### WORK TO DO
A: Reproduce verbatim the portion of the article on the Queen Elizabeth prize for engineering starting with "Facebook and Google" and going on through "of the internet.".
B: Render the following sentence from the article on the Queen Elizabeth prize for engineering into French: "The 15-person selection panel said the five men had all contributed to the revolution in communications that has taken place in recent decades."

Facebook and Google spread ‘their’ net

On Monday last week, amid great hoopla, the Queen Elizabeth prize for engineering was awarded to Sir Tim Berners-Lee, Robert Kahn, Vinton Cerf, Louis Pouzin and Marc Andreessen.

The 15-person selection panel said the five men had all contributed to the revolution in communications that has taken place in recent decades. Which is manifestly true.

But the fine distinctions between the contribution each made escaped BBC News, which treated them all as inventors of the internet.

The truth is more complicated: Cerf, Kahn and Pouzin can legitimately get most of the credit for designing the network; Berners-Lee built the web on the foundations laid by them; and Marc Andreessen (with his colleague Eric Bina, who is strangely omitted from the prize list) in turn built on Berners-Lee's work by creating the first major web browser. The cavalier way in which the BBC lumped all these contributions together led your exasperated columnist to tweet "BBC News makes elementary schoolboy mistake — confusing the web with the internet. Bah! #cluelessness".

Difference between web and net
Which in turn led a bemused follower to ask the following day: "What's the difference between the web and the net?"

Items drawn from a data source
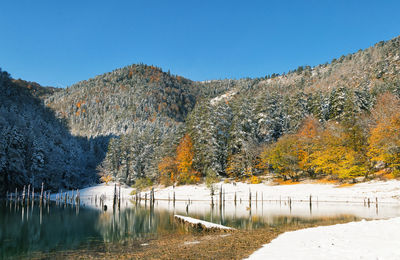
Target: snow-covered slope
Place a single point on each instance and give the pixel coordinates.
(378, 239)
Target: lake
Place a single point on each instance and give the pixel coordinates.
(27, 230)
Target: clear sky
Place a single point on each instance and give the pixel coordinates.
(58, 43)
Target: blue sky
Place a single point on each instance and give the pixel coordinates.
(59, 43)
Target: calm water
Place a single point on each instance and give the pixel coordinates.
(27, 229)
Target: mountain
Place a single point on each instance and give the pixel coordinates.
(37, 147)
(145, 117)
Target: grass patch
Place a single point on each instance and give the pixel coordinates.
(343, 185)
(280, 181)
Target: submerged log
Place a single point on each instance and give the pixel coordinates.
(201, 225)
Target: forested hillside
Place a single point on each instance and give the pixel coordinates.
(338, 119)
(37, 147)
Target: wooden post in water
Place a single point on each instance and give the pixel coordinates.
(249, 198)
(28, 193)
(115, 196)
(23, 196)
(119, 196)
(41, 194)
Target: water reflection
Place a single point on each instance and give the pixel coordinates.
(29, 228)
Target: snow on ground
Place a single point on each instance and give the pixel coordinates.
(378, 239)
(226, 97)
(388, 192)
(385, 192)
(201, 222)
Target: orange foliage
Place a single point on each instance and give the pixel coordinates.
(184, 161)
(167, 169)
(179, 169)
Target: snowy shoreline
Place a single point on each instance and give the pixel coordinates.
(377, 239)
(382, 191)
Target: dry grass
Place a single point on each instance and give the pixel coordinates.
(280, 181)
(326, 181)
(236, 245)
(343, 185)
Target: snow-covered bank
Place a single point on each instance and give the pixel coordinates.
(388, 192)
(204, 224)
(378, 239)
(88, 195)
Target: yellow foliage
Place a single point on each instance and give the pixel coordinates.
(384, 143)
(180, 169)
(106, 178)
(255, 180)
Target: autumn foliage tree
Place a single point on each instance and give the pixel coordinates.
(179, 169)
(184, 162)
(384, 140)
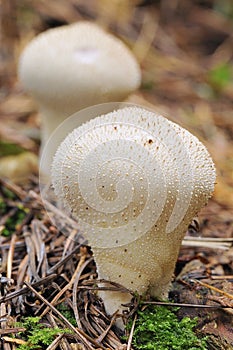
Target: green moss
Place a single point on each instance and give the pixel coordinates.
(158, 328)
(220, 76)
(67, 313)
(36, 335)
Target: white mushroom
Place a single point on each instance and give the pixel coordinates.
(134, 181)
(71, 67)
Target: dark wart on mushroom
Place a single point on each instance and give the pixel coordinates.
(134, 181)
(71, 67)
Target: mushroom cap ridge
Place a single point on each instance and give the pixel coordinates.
(78, 64)
(172, 176)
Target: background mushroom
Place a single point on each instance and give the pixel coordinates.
(74, 66)
(134, 181)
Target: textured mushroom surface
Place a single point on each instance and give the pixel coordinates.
(71, 67)
(134, 180)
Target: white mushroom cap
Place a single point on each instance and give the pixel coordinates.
(134, 181)
(74, 66)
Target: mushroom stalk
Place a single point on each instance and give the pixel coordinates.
(134, 181)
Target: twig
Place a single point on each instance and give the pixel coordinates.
(228, 295)
(69, 285)
(82, 336)
(131, 333)
(163, 303)
(24, 290)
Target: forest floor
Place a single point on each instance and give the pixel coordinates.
(186, 56)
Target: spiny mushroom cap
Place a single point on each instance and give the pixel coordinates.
(78, 65)
(132, 173)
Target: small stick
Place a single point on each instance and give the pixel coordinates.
(228, 295)
(82, 336)
(131, 333)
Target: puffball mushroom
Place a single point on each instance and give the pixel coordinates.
(71, 67)
(134, 181)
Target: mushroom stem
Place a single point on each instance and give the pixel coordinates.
(134, 181)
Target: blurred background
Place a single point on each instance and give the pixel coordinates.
(185, 50)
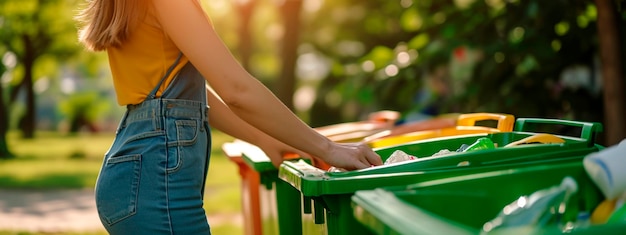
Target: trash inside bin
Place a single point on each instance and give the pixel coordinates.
(325, 196)
(473, 203)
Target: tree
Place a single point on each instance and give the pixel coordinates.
(488, 54)
(4, 123)
(610, 51)
(32, 29)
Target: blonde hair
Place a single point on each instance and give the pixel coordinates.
(107, 23)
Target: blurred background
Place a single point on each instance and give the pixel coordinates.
(330, 62)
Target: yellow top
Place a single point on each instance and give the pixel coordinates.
(142, 60)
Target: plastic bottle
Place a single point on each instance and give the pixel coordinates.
(536, 210)
(619, 215)
(481, 143)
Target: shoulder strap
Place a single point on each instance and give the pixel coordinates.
(152, 94)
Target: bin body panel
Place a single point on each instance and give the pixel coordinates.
(464, 204)
(335, 189)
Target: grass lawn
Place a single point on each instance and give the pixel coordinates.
(55, 161)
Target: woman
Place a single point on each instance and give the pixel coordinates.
(161, 54)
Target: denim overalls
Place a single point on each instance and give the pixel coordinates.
(152, 178)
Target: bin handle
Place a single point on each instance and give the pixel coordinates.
(505, 121)
(588, 131)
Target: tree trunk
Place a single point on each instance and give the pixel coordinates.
(4, 126)
(27, 123)
(245, 38)
(613, 77)
(291, 17)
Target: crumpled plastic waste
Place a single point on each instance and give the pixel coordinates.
(399, 156)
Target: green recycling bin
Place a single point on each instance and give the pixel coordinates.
(326, 196)
(464, 204)
(271, 202)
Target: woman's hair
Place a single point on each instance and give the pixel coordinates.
(107, 23)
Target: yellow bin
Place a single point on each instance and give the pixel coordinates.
(465, 124)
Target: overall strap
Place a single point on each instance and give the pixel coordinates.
(152, 94)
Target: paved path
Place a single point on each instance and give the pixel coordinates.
(56, 211)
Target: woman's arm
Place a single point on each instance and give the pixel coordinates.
(222, 118)
(190, 29)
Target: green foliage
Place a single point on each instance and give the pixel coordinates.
(466, 56)
(84, 109)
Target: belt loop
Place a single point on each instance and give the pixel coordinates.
(158, 114)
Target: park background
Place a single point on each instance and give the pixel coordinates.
(329, 61)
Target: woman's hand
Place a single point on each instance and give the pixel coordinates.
(352, 156)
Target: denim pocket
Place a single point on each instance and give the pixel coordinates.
(117, 188)
(186, 136)
(186, 132)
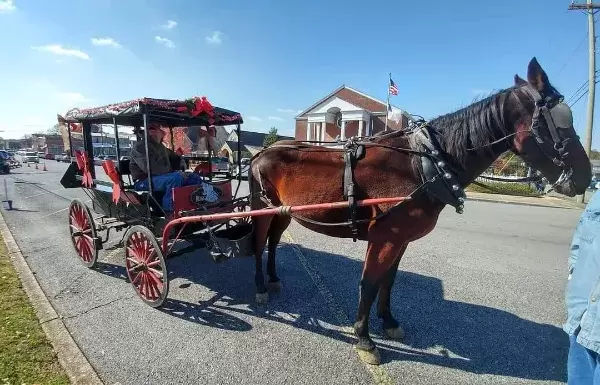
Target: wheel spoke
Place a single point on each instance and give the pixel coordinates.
(154, 263)
(136, 279)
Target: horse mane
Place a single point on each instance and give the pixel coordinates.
(472, 127)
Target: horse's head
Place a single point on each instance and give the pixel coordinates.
(544, 134)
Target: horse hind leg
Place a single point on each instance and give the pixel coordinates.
(381, 258)
(278, 226)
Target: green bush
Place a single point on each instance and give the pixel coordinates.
(520, 189)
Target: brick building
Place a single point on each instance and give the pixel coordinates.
(344, 113)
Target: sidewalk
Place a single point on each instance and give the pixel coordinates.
(544, 201)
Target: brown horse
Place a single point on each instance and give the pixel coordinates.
(528, 119)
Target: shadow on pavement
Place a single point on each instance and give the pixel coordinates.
(468, 337)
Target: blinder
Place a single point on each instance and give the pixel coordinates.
(558, 118)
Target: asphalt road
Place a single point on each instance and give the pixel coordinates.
(480, 298)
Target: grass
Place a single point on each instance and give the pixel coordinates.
(519, 189)
(26, 356)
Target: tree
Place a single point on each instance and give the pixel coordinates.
(271, 137)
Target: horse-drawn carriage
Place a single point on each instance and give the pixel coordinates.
(387, 189)
(122, 207)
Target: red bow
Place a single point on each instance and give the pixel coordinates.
(200, 105)
(84, 166)
(111, 171)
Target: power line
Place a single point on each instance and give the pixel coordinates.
(572, 53)
(574, 95)
(581, 96)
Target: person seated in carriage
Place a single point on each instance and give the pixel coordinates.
(166, 169)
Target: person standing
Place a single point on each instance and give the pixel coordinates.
(583, 299)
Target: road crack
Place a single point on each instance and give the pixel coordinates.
(97, 307)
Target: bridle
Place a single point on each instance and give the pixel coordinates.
(557, 117)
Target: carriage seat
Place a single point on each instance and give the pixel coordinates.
(124, 167)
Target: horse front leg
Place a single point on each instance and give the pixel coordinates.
(381, 258)
(391, 327)
(261, 230)
(278, 226)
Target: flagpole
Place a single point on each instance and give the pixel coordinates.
(387, 107)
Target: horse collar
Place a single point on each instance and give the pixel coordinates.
(440, 180)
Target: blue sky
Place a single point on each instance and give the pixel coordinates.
(270, 59)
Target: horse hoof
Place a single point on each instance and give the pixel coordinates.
(370, 357)
(262, 298)
(275, 285)
(394, 333)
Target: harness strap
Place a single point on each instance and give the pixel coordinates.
(353, 152)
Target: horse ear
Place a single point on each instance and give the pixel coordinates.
(519, 81)
(536, 75)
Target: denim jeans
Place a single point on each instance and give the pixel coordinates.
(166, 182)
(583, 365)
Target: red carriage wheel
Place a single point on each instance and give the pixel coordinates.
(146, 266)
(83, 232)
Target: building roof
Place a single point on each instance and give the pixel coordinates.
(355, 97)
(256, 139)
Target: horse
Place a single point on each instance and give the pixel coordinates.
(528, 118)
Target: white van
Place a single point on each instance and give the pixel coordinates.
(30, 157)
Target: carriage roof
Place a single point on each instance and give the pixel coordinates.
(167, 112)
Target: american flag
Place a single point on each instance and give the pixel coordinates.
(393, 88)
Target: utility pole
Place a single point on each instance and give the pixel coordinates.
(590, 9)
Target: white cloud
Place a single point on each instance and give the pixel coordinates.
(58, 49)
(71, 98)
(480, 91)
(287, 111)
(216, 38)
(7, 6)
(164, 41)
(105, 42)
(170, 24)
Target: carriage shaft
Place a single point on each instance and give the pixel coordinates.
(280, 210)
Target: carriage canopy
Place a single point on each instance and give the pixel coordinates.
(196, 111)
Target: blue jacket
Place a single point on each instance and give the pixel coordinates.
(583, 287)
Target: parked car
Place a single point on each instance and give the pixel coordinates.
(62, 158)
(220, 165)
(245, 167)
(30, 157)
(217, 166)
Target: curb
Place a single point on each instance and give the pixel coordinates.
(536, 204)
(71, 358)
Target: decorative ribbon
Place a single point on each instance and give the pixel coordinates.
(111, 171)
(199, 105)
(84, 166)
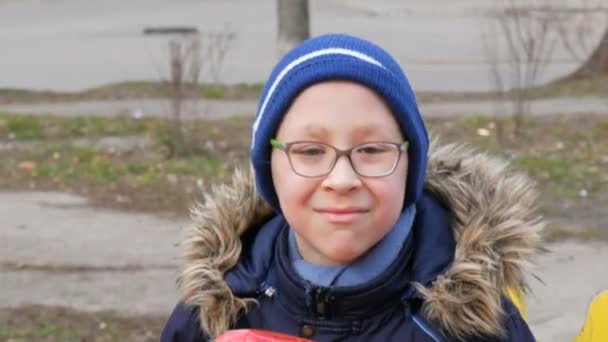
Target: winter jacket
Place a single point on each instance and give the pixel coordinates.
(474, 233)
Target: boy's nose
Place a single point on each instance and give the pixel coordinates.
(342, 177)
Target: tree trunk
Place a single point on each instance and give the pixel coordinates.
(293, 24)
(597, 64)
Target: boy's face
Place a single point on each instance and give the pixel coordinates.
(337, 218)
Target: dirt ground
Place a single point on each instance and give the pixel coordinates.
(103, 275)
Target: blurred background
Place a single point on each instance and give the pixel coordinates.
(116, 115)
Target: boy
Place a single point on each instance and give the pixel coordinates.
(348, 234)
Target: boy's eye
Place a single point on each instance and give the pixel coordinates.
(309, 149)
(373, 148)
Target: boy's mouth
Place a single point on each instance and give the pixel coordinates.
(342, 215)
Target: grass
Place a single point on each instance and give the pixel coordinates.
(565, 155)
(139, 89)
(41, 323)
(130, 90)
(23, 127)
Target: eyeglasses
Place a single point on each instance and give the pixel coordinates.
(314, 159)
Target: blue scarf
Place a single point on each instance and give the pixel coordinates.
(363, 269)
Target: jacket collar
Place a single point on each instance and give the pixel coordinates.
(494, 224)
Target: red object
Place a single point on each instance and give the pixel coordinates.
(253, 335)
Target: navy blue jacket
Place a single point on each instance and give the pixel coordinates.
(388, 308)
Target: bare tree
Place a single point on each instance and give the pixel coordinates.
(576, 29)
(185, 67)
(491, 50)
(191, 56)
(530, 42)
(216, 46)
(293, 23)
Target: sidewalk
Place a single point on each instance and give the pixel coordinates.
(72, 255)
(218, 109)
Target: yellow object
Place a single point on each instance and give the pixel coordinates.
(517, 297)
(596, 325)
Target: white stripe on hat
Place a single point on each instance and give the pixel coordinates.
(300, 60)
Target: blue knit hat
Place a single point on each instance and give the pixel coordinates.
(337, 57)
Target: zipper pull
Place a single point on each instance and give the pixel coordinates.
(319, 302)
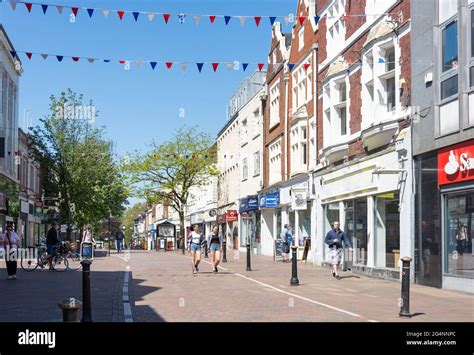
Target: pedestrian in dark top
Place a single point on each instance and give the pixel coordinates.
(119, 236)
(9, 242)
(335, 240)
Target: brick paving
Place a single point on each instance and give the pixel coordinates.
(34, 296)
(163, 288)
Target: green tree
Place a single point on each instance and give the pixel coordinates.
(166, 173)
(79, 164)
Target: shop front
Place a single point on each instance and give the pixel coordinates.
(373, 205)
(445, 182)
(250, 227)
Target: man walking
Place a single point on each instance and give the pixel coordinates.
(119, 236)
(335, 239)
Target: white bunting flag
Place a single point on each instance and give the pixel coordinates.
(151, 15)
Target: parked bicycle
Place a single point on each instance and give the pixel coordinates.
(57, 261)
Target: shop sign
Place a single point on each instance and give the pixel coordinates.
(232, 216)
(456, 163)
(298, 199)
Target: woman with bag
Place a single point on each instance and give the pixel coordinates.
(9, 242)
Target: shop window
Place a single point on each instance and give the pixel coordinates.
(458, 234)
(387, 230)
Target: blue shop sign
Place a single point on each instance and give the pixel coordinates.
(249, 204)
(270, 200)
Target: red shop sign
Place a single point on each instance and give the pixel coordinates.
(456, 163)
(232, 216)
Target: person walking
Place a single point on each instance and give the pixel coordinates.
(119, 237)
(194, 246)
(335, 239)
(10, 242)
(461, 238)
(214, 246)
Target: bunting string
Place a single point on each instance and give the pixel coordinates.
(150, 15)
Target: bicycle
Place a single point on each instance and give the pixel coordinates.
(57, 262)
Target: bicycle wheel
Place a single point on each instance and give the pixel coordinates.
(73, 261)
(29, 264)
(59, 263)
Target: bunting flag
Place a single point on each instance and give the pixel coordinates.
(257, 20)
(151, 16)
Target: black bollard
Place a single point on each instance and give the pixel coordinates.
(294, 267)
(86, 291)
(405, 306)
(70, 308)
(224, 250)
(248, 258)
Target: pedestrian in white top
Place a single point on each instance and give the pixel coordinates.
(9, 242)
(194, 246)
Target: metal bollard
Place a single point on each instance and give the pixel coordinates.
(248, 258)
(70, 308)
(86, 291)
(405, 306)
(294, 271)
(224, 250)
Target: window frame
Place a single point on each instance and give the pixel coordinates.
(450, 73)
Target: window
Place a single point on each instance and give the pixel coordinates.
(449, 60)
(301, 38)
(256, 164)
(275, 104)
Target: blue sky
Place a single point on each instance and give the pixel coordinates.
(139, 106)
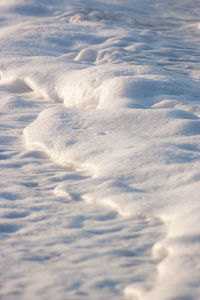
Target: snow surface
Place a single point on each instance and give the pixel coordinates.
(100, 149)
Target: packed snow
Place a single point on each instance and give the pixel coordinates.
(100, 150)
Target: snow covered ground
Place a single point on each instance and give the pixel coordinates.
(100, 149)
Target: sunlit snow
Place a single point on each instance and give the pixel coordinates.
(100, 149)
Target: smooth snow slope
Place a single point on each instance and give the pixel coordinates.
(100, 105)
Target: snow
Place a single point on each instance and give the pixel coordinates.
(99, 150)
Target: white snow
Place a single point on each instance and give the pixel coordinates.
(100, 150)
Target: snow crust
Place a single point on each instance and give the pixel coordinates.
(105, 93)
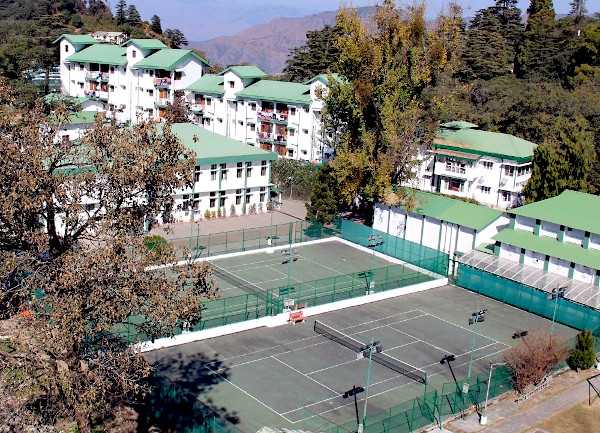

### RESULTS
A:
Facebook and Google spread ‘their’ net

On Monday last week, amid great hoopla, the Queen Elizabeth prize for engineering was awarded to Sir Tim Berners-Lee, Robert Kahn, Vinton Cerf, Louis Pouzin and Marc Andreessen.

The 15-person selection panel said the five men had all contributed to the revolution in communications that has taken place in recent decades. Which is manifestly true.

But the fine distinctions between the contribution each made escaped BBC News, which treated them all as inventors of the internet.

B: Le jury de sélection, composé de 15 personnes, a déclaré que les cinq hommes avaient tous contribué à la révolution des communications qui s'est produite au cours des dernières décennies.